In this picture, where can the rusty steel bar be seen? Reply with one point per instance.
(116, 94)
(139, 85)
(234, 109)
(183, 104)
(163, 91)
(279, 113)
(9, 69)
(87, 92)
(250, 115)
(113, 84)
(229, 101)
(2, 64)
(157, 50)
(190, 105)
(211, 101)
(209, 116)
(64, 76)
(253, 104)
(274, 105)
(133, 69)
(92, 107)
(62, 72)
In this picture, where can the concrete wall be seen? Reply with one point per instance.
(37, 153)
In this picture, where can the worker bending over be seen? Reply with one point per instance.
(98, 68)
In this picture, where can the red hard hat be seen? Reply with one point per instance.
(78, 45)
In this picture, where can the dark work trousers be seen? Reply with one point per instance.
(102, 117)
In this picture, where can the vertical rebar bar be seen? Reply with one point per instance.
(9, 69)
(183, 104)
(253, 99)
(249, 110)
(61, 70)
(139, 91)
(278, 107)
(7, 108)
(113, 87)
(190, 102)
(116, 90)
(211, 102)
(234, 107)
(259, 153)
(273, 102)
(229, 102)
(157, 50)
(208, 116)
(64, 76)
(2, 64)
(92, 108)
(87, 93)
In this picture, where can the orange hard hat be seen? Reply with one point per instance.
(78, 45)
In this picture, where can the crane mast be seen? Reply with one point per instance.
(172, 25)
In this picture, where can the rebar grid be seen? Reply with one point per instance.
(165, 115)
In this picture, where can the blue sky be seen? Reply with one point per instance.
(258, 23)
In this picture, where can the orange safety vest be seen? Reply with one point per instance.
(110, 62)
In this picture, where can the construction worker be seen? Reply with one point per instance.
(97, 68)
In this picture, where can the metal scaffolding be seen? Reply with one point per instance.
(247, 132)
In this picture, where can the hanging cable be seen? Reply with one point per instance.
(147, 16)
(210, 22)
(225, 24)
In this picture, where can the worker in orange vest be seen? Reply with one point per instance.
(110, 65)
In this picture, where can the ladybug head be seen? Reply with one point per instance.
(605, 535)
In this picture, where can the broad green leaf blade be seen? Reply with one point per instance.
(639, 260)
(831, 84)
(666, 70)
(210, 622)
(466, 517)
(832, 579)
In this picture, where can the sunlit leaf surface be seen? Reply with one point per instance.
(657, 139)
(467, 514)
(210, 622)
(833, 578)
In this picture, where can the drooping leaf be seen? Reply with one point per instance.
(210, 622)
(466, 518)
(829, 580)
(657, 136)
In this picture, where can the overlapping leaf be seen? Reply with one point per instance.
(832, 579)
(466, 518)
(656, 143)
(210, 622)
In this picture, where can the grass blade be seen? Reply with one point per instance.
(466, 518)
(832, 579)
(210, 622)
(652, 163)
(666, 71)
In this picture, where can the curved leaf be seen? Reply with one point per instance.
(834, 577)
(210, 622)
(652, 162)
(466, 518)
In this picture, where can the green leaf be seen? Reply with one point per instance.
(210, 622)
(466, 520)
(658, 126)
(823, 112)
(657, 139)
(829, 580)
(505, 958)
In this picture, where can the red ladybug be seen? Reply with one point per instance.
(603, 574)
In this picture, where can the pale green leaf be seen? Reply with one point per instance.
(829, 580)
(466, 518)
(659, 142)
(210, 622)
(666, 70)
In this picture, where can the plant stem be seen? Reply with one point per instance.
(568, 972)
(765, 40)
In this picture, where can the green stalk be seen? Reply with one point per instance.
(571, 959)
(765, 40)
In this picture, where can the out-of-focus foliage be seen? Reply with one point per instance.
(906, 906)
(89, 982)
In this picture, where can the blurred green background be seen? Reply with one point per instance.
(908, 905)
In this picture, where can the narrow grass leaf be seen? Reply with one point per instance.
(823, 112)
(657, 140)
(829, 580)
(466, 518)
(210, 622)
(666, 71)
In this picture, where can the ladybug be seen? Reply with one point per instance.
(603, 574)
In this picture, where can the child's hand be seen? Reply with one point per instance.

■ **Written problem**
Lay out the listing above as a Markdown table with two columns, Row and Line, numbering each line in Row and leaving out blank lines.

■ **Output**
| Row | Line |
|---|---|
| 1 | In this picture, where can the rusty steel bar be seen? Reply with one point per instance. |
| 2 | (116, 94) |
| 3 | (139, 85) |
| 4 | (234, 109) |
| 5 | (183, 104) |
| 6 | (163, 91) |
| 7 | (279, 113) |
| 8 | (9, 69) |
| 9 | (87, 92) |
| 10 | (250, 115) |
| 11 | (113, 84) |
| 12 | (229, 101) |
| 13 | (2, 64) |
| 14 | (157, 50) |
| 15 | (190, 105) |
| 16 | (211, 101) |
| 17 | (209, 116) |
| 18 | (64, 76) |
| 19 | (253, 104) |
| 20 | (274, 105) |
| 21 | (133, 69) |
| 22 | (92, 107) |
| 23 | (62, 72) |
| 24 | In this picture, where can the concrete wall be seen? Reply with one point per instance. |
| 25 | (37, 153) |
| 26 | In this picture, where can the worker bending over be seen? Reply with one point per instance. |
| 27 | (98, 68) |
| 28 | In this picture, where can the red hard hat be seen? Reply with one point per instance. |
| 29 | (78, 45) |
| 30 | In this picture, where can the dark work trousers be seen? Reply with one point per instance. |
| 31 | (102, 117) |
| 32 | In this picture, where can the vertical rebar bar be seen? Reply with one point per instance. |
| 33 | (9, 69) |
| 34 | (183, 104) |
| 35 | (253, 99) |
| 36 | (249, 110) |
| 37 | (61, 70) |
| 38 | (139, 91) |
| 39 | (278, 107) |
| 40 | (7, 108) |
| 41 | (113, 87) |
| 42 | (190, 102) |
| 43 | (116, 90) |
| 44 | (211, 102) |
| 45 | (234, 107) |
| 46 | (259, 153) |
| 47 | (273, 102) |
| 48 | (229, 102) |
| 49 | (157, 50) |
| 50 | (208, 116) |
| 51 | (64, 76) |
| 52 | (2, 64) |
| 53 | (92, 108) |
| 54 | (87, 93) |
| 55 | In this picture, where can the orange hard hat be seen? Reply with one point per instance. |
| 56 | (78, 45) |
| 57 | In this picture, where can the crane mast be seen? Reply with one point per instance. |
| 58 | (172, 25) |
| 59 | In this picture, where can the rebar grid be seen? Reply with one point per instance. |
| 60 | (165, 115) |
| 61 | In this picture, where can the blue sky be seen? Reply with one point per instance. |
| 62 | (258, 23) |
| 63 | In this picture, where can the orange safety vest be seen? Reply with one point per instance. |
| 64 | (110, 62) |
| 65 | In this picture, where can the construction worker be seen? Reply with one point per instance. |
| 66 | (97, 68) |
| 67 | In this picture, where can the metal scaffolding be seen? Reply with one point per instance. |
| 68 | (247, 132) |
| 69 | In this picture, where can the hanging cable be seen? Reply with one point per instance. |
| 70 | (147, 16) |
| 71 | (210, 22) |
| 72 | (225, 24) |
| 73 | In this picture, where can the worker in orange vest be seen? Reply with one point per instance. |
| 74 | (110, 65) |
| 75 | In this picture, where can the ladybug head be seen? Reply with one point per instance. |
| 76 | (605, 535) |
| 77 | In this picture, where can the broad green leaf blade be seen? Reply with one point per instance. |
| 78 | (639, 260) |
| 79 | (831, 84) |
| 80 | (666, 70) |
| 81 | (210, 622) |
| 82 | (466, 517) |
| 83 | (832, 579) |
| 84 | In this picture, where can the sunlit leaf surface be seen? Reply with one point per instance. |
| 85 | (657, 139) |
| 86 | (467, 514) |
| 87 | (210, 622) |
| 88 | (833, 578) |
| 89 | In this picture, where can the drooping leaf be seen? Reply with one point per instance. |
| 90 | (210, 622) |
| 91 | (466, 518) |
| 92 | (829, 580) |
| 93 | (657, 136) |
| 94 | In this picture, where can the overlapping leaf be seen? Reply with one point per instance. |
| 95 | (832, 579) |
| 96 | (466, 518) |
| 97 | (656, 143) |
| 98 | (210, 622) |
| 99 | In this picture, where can the grass blade be seen? Reply with one point per instance. |
| 100 | (466, 518) |
| 101 | (832, 579) |
| 102 | (210, 622) |
| 103 | (652, 163) |
| 104 | (666, 71) |
| 105 | In this picture, where can the curved leaf be seen? Reply with one point per instance. |
| 106 | (834, 577) |
| 107 | (210, 622) |
| 108 | (652, 162) |
| 109 | (466, 518) |
| 110 | In this picture, where can the green leaf be seen? Reply with one point per instance. |
| 111 | (210, 622) |
| 112 | (466, 520) |
| 113 | (658, 126) |
| 114 | (823, 112) |
| 115 | (657, 139) |
| 116 | (829, 580) |
| 117 | (505, 958) |
| 118 | In this picture, where can the red ladybug be seen? Reply with one point per instance. |
| 119 | (603, 574) |
| 120 | In this picture, where can the pale green leaf be seen? Reply with one point per instance. |
| 121 | (829, 580) |
| 122 | (466, 518) |
| 123 | (659, 142) |
| 124 | (210, 622) |
| 125 | (666, 70) |
| 126 | In this picture, where can the plant stem be seen? Reply with one point per instance. |
| 127 | (568, 972) |
| 128 | (765, 40) |
| 129 | In this picture, where can the green stalk be seen? Reply with one point per instance. |
| 130 | (571, 959) |
| 131 | (765, 40) |
| 132 | In this picture, where can the out-of-focus foliage be seen? Reply with one point per instance. |
| 133 | (906, 906) |
| 134 | (89, 982) |
| 135 | In this picture, where can the blurred green background be seen? Reply with one point per instance. |
| 136 | (908, 905) |
| 137 | In this picture, where can the narrow grass leaf be seen? Reply with one point per instance. |
| 138 | (823, 112) |
| 139 | (657, 140) |
| 140 | (829, 580) |
| 141 | (466, 518) |
| 142 | (210, 622) |
| 143 | (666, 71) |
| 144 | In this picture, where can the ladybug be seen? Reply with one point per instance. |
| 145 | (603, 574) |
| 146 | In this picture, where can the child's hand be seen? Reply with one point per instance. |